What you have to do:
Among the entries below, determine how many lines contain the word "louvered" and state only that figure.

Exercise material:
· · · · · · ·

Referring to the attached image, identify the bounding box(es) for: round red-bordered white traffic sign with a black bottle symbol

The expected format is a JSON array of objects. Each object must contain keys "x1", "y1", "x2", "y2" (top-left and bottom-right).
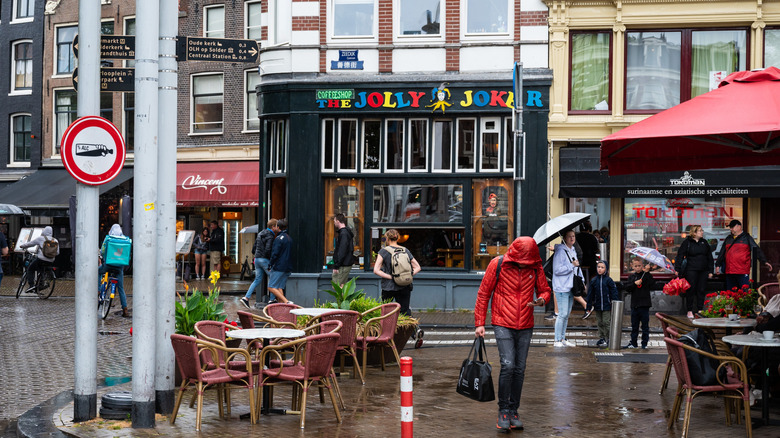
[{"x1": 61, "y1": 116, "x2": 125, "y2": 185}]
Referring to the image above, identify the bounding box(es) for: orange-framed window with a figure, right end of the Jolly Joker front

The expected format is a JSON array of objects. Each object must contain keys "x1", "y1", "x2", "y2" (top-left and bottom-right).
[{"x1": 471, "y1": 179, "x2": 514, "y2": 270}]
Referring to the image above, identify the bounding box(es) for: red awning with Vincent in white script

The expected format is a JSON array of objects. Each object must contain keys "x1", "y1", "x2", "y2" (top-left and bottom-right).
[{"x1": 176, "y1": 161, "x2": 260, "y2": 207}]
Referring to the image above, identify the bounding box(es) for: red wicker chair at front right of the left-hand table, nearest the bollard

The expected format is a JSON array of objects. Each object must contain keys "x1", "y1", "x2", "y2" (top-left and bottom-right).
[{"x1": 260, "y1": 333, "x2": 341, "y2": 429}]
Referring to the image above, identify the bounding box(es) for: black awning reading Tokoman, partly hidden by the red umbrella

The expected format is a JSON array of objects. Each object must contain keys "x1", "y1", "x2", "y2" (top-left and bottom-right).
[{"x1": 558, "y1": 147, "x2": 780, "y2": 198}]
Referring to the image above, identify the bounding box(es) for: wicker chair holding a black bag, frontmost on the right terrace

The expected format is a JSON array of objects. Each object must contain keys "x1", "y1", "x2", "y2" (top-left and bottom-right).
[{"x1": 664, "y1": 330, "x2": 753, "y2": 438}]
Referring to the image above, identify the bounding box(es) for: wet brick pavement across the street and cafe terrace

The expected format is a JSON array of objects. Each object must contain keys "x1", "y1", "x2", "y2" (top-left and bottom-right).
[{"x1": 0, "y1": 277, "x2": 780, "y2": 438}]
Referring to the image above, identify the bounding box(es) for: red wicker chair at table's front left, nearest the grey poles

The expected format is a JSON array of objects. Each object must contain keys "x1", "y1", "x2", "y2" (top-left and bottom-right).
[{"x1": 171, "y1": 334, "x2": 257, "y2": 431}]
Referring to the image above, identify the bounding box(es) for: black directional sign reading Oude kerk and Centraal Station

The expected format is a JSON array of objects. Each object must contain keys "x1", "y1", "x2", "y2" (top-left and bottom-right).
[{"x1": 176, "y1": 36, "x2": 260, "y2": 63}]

· · · · · · ·

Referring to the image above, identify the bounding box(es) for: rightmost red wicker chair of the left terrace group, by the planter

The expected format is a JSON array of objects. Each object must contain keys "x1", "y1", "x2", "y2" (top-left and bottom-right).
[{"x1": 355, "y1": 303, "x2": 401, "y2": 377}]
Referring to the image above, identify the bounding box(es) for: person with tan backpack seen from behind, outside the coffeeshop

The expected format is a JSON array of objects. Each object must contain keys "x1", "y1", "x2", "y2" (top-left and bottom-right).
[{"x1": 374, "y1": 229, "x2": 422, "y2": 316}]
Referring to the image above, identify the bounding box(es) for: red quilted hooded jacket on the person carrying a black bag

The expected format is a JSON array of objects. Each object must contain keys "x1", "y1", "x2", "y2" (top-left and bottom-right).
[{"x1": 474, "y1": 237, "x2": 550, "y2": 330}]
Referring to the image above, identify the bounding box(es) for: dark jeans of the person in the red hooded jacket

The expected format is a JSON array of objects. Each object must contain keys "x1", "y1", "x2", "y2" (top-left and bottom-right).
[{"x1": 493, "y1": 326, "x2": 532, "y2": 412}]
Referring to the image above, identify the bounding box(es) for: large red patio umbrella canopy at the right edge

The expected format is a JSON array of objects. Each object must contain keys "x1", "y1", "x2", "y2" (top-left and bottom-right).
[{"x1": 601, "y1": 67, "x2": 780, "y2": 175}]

· · · · · · ·

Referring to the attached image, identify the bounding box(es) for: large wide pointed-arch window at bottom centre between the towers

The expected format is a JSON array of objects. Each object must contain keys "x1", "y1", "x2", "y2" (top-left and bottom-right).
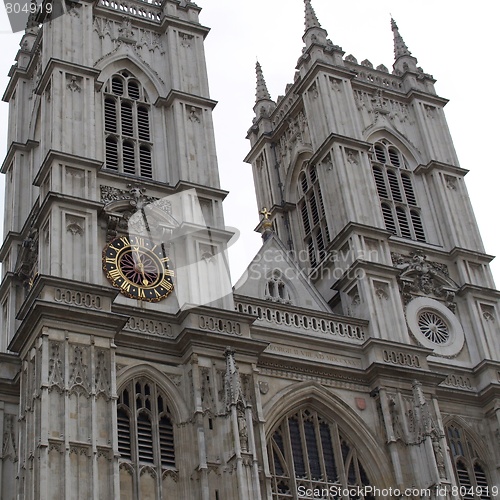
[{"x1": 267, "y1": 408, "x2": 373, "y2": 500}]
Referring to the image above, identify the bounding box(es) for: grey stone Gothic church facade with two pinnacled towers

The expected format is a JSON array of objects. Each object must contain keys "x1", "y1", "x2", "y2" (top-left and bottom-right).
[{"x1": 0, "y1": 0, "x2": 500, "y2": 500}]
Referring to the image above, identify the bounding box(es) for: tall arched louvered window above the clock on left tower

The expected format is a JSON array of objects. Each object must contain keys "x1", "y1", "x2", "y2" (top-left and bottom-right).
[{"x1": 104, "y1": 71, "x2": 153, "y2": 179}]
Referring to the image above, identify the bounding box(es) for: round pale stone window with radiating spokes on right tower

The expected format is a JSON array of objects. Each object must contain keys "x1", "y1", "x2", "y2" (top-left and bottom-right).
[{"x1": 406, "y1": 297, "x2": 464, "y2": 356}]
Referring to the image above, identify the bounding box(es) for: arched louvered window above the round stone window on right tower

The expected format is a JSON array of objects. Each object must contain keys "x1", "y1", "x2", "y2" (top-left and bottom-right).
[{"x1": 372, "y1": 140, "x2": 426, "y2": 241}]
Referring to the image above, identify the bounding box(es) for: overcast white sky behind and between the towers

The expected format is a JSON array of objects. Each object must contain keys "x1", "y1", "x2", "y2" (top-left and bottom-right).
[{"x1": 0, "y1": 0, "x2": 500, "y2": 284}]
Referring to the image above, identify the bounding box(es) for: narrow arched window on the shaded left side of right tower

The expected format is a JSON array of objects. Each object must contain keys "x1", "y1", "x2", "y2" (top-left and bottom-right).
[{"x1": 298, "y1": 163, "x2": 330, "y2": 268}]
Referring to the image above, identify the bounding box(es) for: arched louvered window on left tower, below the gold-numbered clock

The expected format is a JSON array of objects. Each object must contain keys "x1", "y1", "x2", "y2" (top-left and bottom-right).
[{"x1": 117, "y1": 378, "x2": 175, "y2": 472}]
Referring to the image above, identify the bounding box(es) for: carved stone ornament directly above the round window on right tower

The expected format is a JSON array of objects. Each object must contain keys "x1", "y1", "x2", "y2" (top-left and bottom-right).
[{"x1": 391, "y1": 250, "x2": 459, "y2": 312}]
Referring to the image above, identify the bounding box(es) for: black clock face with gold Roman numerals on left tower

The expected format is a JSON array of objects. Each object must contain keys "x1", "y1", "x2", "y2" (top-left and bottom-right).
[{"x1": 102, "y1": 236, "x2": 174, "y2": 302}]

· · · · · · ·

Answer space:
3